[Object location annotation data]
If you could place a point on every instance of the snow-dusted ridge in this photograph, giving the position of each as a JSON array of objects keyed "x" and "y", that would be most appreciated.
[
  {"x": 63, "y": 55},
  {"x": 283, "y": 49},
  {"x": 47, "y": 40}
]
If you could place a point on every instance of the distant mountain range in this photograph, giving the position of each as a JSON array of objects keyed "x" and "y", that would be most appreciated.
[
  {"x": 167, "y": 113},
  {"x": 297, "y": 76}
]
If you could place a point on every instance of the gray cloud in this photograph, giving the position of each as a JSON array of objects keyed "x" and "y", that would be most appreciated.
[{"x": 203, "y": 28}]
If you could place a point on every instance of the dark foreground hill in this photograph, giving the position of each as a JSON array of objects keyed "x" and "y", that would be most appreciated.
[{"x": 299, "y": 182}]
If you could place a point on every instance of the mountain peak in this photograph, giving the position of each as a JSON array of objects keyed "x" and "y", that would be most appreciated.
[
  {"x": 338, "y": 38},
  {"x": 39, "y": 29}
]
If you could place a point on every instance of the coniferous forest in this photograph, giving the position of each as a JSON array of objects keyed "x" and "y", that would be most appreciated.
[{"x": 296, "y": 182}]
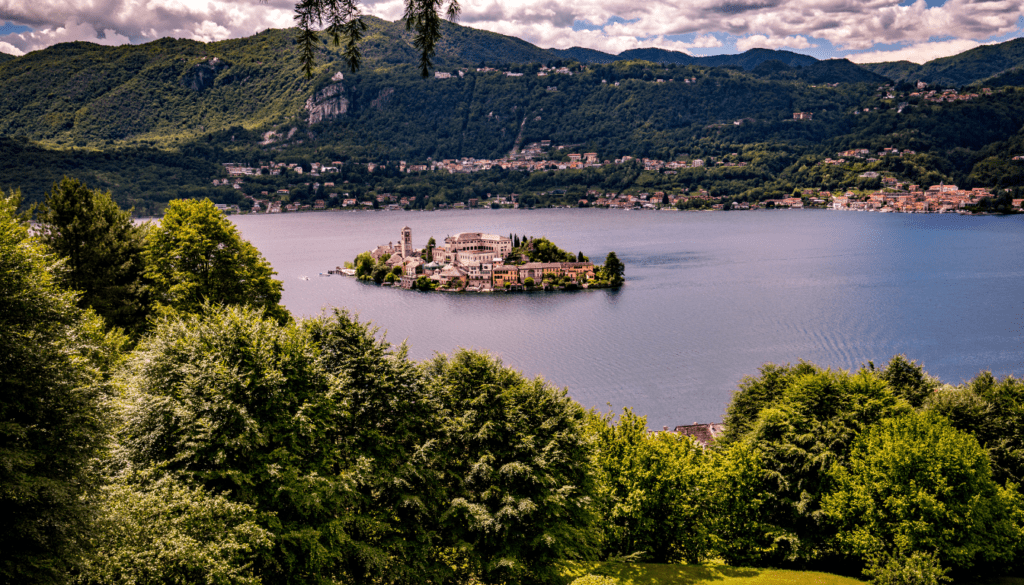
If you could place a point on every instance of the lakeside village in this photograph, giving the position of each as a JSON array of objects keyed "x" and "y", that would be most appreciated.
[
  {"x": 472, "y": 261},
  {"x": 895, "y": 196}
]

Short problem: Without the pictures, reproduce every line of the records above exactly.

Finished answer:
If you could place a point on every instance of the snow-dusted ridge in this photograph, giving the position of each as a JSON array of objects keyed "x" and "y", that would be most appreciated.
[
  {"x": 63, "y": 55},
  {"x": 283, "y": 49},
  {"x": 47, "y": 40}
]
If you could place a point on every instance of the distant mountain range in this photograph, giving the position of each as a JSON array of objects keyed "x" and "y", that would be most appreciated.
[
  {"x": 167, "y": 113},
  {"x": 297, "y": 76}
]
If you could place a point on every instance of the gray cloud in this photograph, giving the position of each as a JSON array of objects keyed "x" and "y", that would be most appreciated.
[{"x": 203, "y": 28}]
If you could place a point on every instance of the dark foreground hill in this photograph, giving the position of each as a JSON array of objects keyed "x" and "y", that would be most appreciated.
[{"x": 299, "y": 182}]
If you could place a point on every instance of the mountain peak in this photograph, giving the position of each as a JSON array of objects keyed "x" and "y", that would be most appreciated.
[
  {"x": 338, "y": 38},
  {"x": 39, "y": 29}
]
If you could place a point on every instance of the coniferous forest in this photograph, giving the position of each as a JSON array of objects keyed "x" and "y", that would be most appreciated.
[{"x": 296, "y": 182}]
If you could place a point on every instance of the lakeside village in this photograph, giving the position of each as a JSON array of objects keyed "x" and "y", that would be most appreciated.
[
  {"x": 472, "y": 261},
  {"x": 895, "y": 196}
]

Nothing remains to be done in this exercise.